======== Records shown
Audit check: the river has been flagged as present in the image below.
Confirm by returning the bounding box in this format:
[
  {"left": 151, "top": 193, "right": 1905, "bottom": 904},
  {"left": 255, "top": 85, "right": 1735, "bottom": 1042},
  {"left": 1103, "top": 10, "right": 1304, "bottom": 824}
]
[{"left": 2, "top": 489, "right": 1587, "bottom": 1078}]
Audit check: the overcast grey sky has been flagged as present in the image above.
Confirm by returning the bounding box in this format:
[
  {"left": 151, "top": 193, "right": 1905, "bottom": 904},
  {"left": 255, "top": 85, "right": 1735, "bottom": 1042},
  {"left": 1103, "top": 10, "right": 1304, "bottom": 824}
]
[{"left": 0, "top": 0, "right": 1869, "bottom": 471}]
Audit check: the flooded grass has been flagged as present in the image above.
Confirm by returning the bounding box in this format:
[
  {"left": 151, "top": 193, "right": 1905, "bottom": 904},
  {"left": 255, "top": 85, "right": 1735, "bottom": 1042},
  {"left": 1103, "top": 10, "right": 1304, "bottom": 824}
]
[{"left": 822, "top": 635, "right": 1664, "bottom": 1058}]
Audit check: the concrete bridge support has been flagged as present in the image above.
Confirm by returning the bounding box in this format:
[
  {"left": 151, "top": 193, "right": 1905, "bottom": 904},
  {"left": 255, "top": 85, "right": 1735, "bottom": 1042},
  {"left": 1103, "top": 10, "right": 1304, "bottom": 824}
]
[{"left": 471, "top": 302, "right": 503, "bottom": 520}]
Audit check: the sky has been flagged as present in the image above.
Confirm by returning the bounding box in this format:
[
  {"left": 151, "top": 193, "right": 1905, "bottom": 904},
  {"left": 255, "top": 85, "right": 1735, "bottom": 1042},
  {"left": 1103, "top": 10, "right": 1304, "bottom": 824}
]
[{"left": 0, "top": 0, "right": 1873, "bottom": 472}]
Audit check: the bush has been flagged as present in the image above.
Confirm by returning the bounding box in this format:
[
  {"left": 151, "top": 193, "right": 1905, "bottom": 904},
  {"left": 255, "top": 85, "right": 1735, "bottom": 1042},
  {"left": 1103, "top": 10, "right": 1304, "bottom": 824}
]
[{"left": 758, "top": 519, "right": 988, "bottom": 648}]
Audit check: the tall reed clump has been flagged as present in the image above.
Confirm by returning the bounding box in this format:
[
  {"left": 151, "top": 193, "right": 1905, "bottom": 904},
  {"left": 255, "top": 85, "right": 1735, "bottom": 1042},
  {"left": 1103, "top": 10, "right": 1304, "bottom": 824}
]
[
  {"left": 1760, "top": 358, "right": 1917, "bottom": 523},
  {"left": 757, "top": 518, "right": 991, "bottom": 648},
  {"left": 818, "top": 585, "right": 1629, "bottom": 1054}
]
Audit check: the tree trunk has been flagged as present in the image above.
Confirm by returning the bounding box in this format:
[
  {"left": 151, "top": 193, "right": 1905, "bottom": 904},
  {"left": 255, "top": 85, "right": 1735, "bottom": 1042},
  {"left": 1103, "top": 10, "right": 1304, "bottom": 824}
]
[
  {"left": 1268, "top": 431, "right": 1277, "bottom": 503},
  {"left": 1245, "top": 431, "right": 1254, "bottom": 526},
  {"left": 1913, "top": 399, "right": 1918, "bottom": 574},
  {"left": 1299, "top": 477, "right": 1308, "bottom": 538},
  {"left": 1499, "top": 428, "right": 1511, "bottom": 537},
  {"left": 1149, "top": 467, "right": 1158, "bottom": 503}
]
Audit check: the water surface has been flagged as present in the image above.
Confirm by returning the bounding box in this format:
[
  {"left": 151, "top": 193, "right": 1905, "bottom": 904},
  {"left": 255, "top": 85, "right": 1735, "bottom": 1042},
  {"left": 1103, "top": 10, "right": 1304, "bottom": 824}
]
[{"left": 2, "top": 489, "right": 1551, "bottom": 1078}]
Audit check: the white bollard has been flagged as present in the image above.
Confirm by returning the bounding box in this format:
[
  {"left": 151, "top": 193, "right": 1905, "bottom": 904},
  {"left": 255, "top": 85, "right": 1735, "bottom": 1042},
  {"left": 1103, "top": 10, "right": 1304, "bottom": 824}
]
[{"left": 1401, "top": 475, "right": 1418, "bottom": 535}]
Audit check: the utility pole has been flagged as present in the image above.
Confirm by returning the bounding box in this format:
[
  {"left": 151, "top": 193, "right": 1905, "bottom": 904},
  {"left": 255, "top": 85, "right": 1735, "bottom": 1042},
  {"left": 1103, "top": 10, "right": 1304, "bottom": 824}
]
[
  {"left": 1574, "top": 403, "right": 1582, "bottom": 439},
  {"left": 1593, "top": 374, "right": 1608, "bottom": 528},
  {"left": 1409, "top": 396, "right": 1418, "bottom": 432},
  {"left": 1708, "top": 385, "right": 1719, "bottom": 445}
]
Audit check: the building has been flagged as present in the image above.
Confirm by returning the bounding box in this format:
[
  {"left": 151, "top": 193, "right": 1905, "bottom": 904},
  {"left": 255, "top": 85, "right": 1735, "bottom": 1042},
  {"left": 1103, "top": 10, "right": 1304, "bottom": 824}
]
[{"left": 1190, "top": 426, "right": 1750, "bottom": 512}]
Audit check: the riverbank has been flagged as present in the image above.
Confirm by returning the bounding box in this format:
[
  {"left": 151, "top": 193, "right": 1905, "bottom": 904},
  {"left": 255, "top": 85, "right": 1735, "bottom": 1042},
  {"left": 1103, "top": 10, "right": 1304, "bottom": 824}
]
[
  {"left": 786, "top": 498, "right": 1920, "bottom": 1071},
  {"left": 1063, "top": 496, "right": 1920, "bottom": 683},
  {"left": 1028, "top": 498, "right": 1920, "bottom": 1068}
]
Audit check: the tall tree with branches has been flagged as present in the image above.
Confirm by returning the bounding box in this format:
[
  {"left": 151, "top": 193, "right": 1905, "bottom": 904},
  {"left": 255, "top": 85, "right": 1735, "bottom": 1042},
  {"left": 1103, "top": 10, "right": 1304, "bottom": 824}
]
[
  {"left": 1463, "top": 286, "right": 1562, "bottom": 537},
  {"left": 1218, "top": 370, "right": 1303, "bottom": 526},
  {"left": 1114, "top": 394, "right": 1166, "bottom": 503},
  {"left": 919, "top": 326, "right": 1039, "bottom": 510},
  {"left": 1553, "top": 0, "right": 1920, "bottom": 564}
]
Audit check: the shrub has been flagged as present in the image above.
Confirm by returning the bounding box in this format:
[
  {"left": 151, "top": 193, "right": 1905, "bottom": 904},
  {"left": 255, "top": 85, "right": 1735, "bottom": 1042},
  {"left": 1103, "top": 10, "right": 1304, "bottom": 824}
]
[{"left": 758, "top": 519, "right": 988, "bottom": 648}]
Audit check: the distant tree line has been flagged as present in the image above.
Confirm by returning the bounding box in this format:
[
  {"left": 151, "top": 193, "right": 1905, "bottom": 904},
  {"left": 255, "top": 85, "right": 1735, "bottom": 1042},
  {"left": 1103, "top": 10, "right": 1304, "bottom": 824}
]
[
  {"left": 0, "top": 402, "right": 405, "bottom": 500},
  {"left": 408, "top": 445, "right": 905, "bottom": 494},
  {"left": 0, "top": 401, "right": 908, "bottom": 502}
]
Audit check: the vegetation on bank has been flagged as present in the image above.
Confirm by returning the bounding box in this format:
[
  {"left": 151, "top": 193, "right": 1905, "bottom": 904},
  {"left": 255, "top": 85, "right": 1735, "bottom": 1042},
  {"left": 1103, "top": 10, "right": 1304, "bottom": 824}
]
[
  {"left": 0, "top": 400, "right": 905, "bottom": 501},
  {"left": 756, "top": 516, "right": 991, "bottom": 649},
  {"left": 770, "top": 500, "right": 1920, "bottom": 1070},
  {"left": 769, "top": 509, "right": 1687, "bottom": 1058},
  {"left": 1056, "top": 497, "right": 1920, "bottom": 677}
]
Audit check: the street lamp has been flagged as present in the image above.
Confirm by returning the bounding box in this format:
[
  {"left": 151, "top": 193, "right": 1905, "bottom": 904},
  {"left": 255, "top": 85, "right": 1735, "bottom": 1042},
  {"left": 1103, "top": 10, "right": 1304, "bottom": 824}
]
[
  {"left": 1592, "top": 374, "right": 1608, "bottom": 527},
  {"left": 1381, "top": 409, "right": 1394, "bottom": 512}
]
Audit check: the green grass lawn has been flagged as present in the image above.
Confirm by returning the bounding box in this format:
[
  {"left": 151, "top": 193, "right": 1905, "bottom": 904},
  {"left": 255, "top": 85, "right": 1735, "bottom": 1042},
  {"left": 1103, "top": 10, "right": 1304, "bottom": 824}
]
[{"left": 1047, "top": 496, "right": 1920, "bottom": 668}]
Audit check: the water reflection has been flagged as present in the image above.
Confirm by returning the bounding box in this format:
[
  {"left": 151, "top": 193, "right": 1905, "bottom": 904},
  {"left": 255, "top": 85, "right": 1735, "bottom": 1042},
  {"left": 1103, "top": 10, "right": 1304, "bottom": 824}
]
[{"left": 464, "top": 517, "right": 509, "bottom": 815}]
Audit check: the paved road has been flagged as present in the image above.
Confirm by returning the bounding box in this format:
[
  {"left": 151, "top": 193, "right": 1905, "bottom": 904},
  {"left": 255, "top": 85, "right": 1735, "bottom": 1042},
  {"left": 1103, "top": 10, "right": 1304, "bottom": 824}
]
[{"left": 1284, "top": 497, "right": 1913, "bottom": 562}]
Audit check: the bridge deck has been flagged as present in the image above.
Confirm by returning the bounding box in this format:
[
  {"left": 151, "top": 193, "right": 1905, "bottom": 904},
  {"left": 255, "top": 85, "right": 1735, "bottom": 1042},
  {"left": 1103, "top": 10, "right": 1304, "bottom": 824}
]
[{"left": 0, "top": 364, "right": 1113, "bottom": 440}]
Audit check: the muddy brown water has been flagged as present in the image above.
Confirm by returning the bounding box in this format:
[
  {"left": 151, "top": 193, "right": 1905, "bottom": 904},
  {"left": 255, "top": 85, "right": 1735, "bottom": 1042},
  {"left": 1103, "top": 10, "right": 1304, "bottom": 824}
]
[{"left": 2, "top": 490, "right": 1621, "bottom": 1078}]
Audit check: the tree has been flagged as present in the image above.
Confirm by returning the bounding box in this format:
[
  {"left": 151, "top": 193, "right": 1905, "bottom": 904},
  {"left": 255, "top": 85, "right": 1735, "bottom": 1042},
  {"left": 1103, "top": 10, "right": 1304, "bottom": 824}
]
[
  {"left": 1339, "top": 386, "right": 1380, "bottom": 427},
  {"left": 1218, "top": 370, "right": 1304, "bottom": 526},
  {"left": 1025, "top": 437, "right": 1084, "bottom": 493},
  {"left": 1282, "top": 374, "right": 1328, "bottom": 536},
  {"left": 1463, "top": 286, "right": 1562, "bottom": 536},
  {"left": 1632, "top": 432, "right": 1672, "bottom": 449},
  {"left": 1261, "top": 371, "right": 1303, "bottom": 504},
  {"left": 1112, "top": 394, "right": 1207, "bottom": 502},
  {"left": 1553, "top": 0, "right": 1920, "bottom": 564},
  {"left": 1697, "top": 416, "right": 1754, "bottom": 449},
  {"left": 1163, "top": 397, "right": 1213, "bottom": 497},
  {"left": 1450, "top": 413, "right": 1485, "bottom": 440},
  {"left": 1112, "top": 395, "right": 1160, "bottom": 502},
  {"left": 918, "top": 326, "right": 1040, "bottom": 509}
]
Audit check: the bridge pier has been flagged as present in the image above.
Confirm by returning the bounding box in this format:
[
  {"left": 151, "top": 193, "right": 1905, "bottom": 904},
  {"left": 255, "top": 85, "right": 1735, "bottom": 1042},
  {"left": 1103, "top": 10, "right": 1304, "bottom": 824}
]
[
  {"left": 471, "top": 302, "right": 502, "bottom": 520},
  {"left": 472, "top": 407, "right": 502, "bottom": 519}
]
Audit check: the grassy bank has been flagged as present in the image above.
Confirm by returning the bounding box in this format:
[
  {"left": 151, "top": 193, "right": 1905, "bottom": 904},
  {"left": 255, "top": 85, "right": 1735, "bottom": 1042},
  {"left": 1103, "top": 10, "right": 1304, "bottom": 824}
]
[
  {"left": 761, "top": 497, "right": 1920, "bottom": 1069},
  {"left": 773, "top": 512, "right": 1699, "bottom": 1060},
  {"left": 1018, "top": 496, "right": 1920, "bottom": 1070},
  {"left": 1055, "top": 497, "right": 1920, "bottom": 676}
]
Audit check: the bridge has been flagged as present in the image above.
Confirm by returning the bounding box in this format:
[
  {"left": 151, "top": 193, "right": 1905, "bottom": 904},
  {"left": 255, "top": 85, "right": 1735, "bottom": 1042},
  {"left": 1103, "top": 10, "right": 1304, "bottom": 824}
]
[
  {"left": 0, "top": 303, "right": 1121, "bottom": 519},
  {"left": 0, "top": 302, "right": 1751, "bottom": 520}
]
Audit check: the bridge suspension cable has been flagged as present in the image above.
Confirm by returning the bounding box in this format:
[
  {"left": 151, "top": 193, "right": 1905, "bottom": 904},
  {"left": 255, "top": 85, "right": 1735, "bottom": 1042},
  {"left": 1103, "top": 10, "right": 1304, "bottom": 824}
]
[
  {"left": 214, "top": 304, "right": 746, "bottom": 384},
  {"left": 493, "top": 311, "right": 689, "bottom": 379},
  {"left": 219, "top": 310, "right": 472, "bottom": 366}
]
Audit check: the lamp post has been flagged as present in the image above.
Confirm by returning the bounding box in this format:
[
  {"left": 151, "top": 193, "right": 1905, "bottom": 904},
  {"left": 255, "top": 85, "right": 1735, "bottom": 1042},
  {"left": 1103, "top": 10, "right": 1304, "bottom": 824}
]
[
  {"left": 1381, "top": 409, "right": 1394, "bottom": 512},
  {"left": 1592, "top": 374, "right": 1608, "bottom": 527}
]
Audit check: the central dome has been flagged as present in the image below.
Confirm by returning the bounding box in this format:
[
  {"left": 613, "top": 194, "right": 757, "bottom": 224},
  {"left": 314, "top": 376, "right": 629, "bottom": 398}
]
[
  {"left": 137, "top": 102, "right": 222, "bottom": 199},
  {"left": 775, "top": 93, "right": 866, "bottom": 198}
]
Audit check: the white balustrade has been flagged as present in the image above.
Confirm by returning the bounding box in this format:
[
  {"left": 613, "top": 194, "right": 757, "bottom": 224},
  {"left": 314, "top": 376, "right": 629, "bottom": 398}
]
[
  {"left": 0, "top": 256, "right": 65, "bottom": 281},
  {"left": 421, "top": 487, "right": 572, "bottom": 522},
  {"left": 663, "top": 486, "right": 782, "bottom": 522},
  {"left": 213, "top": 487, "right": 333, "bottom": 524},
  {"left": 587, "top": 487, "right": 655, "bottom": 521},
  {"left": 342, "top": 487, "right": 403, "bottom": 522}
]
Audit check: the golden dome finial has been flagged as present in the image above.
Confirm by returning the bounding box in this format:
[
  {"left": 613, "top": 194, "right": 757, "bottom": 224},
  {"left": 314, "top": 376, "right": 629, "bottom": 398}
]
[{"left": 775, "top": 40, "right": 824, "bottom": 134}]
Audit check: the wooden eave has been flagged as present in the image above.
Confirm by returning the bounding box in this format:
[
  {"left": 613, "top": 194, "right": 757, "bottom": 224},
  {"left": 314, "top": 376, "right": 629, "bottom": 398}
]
================
▸ **Instructions for the task**: Lines from the entries that contain the string "white" must be found and copied.

▸ **Response**:
Audit check: the white bollard has been flagged as present in the image above.
Audit check: the white balustrade has been flagged as present in the image above.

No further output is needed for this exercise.